What you are asked to do: Output only the lines below from the one containing "Can you see the grazing" to the one containing "Can you see the white", exactly as written, both ends kept.

Input:
☆ ☆ ☆
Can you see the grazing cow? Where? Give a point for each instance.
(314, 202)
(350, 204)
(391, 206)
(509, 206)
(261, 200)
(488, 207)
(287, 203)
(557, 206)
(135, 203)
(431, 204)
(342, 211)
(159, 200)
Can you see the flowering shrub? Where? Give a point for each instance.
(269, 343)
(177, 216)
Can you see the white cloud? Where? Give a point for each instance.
☆ ☆ ☆
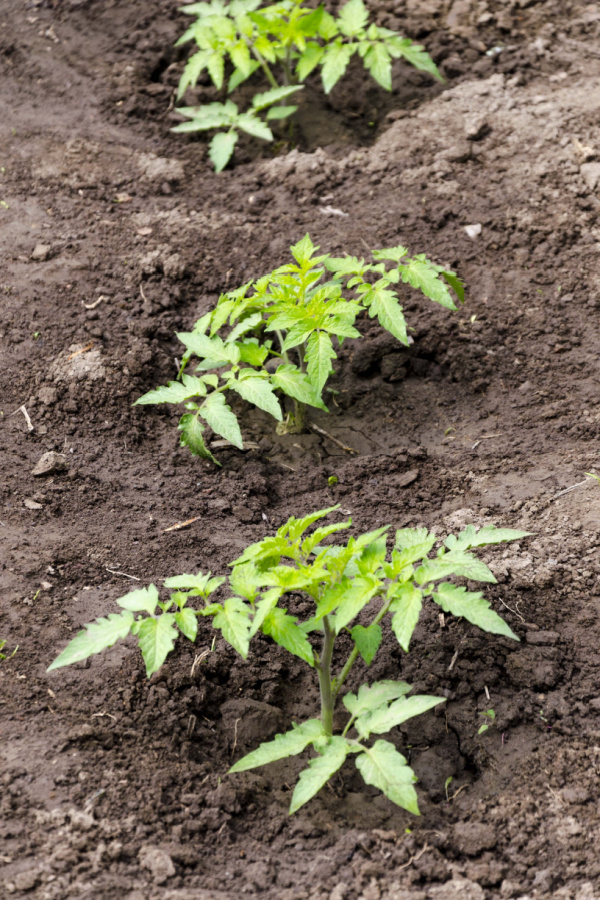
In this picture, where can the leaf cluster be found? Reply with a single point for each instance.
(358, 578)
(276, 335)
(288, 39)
☆ ☆ ☆
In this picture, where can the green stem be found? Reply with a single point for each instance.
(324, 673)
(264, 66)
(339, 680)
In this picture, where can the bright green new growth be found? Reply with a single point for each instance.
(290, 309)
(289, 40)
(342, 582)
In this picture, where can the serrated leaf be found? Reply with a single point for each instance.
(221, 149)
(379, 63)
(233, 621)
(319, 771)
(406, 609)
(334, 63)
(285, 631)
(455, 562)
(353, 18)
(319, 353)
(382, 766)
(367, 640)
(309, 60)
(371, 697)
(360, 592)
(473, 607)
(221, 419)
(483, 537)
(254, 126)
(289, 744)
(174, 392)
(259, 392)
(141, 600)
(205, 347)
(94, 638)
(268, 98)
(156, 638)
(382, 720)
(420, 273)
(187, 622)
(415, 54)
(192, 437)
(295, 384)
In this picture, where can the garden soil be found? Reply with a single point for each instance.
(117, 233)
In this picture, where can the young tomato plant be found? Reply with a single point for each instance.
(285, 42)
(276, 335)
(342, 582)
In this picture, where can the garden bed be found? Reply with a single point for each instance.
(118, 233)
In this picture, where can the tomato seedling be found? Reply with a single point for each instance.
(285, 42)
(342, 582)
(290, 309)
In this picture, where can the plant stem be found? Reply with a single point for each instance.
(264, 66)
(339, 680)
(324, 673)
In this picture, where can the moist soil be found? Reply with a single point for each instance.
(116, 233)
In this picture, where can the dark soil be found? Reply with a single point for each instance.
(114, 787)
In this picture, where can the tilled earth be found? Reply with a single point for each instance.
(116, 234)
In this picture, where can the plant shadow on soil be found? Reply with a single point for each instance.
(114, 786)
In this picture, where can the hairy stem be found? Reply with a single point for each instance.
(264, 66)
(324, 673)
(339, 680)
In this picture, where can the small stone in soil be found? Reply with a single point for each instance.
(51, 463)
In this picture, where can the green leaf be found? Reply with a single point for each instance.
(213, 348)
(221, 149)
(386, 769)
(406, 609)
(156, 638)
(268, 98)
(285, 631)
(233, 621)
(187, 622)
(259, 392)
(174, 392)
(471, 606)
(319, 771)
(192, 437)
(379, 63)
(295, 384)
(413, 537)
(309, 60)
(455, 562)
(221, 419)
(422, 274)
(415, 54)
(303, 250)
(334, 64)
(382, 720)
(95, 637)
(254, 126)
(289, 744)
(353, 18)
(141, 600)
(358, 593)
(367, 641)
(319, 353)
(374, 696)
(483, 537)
☆ ☆ ☆
Finished exercise:
Can you see the grazing cow? Where? Give a point for each instance.
(314, 202)
(350, 204)
(391, 206)
(509, 206)
(261, 200)
(488, 207)
(287, 203)
(557, 206)
(135, 203)
(431, 204)
(342, 211)
(159, 200)
Can you see the flowering shrub? Where? Give a point for each instance.
(269, 343)
(177, 216)
Can you see the white cloud? Where? Give a point for each instance.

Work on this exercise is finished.